**Dataset**
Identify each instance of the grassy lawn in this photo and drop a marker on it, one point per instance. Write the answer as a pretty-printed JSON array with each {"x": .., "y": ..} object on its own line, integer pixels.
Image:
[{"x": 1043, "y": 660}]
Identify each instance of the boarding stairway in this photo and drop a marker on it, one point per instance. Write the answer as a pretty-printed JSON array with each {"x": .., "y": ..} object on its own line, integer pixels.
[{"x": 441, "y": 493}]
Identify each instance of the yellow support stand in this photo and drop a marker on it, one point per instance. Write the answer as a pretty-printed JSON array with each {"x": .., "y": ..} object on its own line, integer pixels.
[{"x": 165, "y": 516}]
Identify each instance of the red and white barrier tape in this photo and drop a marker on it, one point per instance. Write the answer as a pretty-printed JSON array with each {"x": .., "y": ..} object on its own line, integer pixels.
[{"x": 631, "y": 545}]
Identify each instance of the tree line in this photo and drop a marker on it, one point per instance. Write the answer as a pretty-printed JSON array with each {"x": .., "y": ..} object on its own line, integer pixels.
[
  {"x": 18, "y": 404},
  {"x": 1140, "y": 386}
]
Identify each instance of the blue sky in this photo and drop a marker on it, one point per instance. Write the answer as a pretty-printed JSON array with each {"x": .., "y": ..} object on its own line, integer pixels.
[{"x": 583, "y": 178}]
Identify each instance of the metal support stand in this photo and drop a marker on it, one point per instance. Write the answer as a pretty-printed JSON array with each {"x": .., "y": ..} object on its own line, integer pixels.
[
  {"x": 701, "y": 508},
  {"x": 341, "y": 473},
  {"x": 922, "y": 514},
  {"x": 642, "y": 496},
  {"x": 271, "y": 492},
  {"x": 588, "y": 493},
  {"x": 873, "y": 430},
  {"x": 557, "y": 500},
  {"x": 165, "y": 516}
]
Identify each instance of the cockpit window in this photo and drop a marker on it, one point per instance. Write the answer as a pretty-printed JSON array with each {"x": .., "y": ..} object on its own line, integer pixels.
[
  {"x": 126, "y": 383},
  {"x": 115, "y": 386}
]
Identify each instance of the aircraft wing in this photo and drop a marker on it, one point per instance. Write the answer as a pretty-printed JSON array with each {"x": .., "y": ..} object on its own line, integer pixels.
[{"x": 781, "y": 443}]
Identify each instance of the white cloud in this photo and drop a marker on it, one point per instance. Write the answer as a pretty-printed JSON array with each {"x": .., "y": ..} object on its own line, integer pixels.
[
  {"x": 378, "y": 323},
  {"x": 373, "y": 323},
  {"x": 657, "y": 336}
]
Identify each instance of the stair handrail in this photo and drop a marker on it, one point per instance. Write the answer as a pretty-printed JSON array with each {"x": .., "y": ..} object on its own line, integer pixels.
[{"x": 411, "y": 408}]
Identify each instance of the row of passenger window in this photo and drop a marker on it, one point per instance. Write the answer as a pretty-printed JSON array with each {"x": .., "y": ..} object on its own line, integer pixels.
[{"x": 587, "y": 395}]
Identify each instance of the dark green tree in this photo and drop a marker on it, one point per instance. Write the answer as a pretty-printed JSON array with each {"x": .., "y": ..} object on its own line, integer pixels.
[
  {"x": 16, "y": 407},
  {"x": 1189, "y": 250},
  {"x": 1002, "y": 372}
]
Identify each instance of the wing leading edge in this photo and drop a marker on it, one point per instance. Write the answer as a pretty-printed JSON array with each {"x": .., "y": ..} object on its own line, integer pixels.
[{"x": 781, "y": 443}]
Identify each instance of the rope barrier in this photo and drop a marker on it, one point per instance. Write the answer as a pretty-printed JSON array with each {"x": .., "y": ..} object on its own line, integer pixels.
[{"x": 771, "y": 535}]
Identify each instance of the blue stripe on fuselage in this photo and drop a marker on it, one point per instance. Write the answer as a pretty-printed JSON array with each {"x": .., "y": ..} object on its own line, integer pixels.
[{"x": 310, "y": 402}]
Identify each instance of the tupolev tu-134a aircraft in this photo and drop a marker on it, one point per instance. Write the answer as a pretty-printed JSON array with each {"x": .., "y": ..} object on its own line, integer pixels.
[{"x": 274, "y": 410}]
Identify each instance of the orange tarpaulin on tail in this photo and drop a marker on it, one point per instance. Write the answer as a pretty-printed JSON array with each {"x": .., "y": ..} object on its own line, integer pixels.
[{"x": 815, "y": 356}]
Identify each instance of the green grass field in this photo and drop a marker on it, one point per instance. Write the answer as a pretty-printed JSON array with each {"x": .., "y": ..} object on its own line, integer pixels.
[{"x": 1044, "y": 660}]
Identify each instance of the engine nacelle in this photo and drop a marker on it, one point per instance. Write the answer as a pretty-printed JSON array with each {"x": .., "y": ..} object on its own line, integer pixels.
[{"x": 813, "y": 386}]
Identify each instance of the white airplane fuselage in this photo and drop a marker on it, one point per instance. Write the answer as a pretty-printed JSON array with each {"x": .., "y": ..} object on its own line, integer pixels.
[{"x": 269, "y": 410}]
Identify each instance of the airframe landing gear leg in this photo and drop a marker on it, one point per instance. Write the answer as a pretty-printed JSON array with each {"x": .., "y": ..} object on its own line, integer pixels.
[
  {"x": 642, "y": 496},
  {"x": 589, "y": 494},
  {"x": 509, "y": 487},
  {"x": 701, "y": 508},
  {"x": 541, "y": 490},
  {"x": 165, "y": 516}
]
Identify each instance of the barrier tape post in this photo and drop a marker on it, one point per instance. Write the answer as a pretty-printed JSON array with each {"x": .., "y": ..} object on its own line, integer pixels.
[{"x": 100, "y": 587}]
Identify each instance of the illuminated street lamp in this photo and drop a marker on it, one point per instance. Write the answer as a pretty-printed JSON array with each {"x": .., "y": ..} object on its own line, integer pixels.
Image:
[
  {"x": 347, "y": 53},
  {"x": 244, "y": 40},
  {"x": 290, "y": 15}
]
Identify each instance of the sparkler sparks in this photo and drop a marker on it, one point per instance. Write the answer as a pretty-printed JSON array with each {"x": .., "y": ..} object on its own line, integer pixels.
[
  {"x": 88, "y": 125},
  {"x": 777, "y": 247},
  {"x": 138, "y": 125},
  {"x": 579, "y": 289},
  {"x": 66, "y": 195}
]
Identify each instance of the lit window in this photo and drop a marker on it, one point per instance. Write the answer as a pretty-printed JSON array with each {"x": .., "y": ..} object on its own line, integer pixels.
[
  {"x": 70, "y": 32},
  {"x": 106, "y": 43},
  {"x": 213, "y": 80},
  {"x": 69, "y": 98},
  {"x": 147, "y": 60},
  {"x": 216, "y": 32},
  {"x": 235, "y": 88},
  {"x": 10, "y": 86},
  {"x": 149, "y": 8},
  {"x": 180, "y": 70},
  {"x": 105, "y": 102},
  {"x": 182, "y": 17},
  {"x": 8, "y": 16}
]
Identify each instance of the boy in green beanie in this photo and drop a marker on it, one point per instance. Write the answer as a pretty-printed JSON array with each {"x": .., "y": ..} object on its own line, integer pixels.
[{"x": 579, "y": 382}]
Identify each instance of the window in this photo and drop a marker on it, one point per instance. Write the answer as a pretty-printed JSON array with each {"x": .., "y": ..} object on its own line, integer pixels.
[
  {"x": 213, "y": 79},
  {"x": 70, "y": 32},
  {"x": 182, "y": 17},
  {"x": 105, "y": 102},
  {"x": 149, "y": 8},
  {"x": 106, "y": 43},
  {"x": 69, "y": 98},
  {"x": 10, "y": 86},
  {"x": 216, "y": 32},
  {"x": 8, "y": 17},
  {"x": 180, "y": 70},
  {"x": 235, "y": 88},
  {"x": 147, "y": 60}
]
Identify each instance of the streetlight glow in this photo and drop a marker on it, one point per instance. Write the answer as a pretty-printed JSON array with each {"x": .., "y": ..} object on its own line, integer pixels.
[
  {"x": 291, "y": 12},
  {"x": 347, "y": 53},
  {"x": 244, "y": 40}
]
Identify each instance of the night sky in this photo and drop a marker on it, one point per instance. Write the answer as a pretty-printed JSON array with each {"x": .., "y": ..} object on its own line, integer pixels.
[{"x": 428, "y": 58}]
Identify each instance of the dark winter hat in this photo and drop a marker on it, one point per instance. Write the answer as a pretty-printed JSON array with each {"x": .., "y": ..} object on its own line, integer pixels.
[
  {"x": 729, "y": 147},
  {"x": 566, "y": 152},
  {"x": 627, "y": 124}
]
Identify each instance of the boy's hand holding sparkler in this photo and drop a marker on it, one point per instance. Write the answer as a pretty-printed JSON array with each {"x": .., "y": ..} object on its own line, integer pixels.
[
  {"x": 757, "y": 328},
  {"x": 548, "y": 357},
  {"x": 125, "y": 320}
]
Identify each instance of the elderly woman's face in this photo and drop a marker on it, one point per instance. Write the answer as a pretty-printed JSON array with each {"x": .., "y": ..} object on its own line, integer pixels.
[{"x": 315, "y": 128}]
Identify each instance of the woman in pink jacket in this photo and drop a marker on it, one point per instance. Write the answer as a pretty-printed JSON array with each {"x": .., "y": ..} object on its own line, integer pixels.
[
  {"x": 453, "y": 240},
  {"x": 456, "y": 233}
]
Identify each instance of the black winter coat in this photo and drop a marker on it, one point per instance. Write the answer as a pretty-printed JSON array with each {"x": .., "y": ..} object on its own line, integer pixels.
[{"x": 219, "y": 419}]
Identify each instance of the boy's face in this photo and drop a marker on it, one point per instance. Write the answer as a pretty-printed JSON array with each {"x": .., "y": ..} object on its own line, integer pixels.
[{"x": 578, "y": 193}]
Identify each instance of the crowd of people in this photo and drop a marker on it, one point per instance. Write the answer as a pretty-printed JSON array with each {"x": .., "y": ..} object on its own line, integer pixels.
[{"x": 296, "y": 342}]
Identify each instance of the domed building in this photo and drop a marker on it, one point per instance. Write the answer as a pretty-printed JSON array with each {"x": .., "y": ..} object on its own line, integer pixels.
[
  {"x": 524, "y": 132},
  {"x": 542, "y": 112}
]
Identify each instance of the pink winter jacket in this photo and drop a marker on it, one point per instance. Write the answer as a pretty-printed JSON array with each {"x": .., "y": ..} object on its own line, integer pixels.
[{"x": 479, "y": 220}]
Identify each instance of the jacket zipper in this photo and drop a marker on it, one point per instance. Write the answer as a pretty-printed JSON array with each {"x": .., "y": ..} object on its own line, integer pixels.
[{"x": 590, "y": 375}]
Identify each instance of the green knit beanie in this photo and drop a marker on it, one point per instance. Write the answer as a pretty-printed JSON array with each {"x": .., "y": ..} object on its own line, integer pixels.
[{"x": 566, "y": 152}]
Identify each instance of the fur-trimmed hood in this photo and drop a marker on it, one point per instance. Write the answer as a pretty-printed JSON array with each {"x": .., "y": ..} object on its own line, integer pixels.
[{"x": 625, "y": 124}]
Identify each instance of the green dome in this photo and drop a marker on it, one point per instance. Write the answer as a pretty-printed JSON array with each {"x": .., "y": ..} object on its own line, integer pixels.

**Problem to solve**
Reproduce verbatim every line from the one containing "Identify each instance of the fur-trimmed" down to the end of the items, both ends included.

**Finished answer**
Identify each instance of the fur-trimmed hood in this photo and drop a marker on it, one point per instance. Write the answer as a pretty-printed JSON array with each {"x": .., "y": ..} object on its own line, integer pixels.
[{"x": 625, "y": 124}]
Identify each instance of the green dome in this photo and drop a marker on it, one point per instance. Write the answer as a pretty-printed JSON array with each {"x": .., "y": ..} object on its own line, integer pixels.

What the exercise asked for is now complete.